Objective: Pick out every line in the rows below that contains the word "blue", and copy each of those lines.

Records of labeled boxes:
[Begin]

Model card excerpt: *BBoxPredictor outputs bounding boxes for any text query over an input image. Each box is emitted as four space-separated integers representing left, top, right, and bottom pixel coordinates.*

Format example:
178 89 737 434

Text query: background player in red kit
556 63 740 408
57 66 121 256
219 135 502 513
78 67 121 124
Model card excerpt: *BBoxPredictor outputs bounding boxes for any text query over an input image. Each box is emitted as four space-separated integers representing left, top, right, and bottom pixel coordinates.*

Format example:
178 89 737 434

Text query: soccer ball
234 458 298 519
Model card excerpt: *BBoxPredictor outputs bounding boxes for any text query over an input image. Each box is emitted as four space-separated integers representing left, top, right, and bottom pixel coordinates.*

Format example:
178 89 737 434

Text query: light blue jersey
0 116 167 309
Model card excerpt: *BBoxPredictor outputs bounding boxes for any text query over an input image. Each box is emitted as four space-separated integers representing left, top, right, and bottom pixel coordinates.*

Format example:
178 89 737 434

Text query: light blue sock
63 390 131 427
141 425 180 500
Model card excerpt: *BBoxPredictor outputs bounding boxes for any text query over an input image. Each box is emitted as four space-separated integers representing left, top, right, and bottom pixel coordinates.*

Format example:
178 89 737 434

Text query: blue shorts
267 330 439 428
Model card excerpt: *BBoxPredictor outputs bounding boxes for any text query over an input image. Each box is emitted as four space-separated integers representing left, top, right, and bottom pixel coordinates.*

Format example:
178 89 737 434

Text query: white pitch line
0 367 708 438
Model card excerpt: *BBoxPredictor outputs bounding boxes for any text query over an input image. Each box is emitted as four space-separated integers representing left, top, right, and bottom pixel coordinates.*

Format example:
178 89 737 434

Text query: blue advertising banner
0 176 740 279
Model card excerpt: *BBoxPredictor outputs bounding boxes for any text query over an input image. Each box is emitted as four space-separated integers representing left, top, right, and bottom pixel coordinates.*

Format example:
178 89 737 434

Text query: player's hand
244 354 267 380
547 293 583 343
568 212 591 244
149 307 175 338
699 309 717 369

[End]
[Begin]

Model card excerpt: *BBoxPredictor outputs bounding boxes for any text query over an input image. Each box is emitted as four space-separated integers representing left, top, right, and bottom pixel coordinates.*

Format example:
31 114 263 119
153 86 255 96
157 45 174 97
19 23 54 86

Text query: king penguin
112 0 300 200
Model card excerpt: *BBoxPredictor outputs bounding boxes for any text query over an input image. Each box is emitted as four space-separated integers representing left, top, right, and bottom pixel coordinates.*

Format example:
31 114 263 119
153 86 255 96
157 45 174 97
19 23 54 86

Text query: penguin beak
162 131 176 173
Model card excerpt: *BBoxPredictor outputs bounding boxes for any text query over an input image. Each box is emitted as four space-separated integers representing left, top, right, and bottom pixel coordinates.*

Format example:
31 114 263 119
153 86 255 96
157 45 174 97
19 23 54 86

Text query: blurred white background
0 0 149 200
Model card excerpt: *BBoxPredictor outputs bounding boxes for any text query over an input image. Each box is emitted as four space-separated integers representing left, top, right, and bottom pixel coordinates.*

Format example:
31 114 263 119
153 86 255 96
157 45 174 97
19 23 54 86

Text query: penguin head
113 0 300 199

[End]

Complete output:
Text query: light blue jersey
Text query: light blue sock
Text query: blue shorts
Text query: blue advertising banner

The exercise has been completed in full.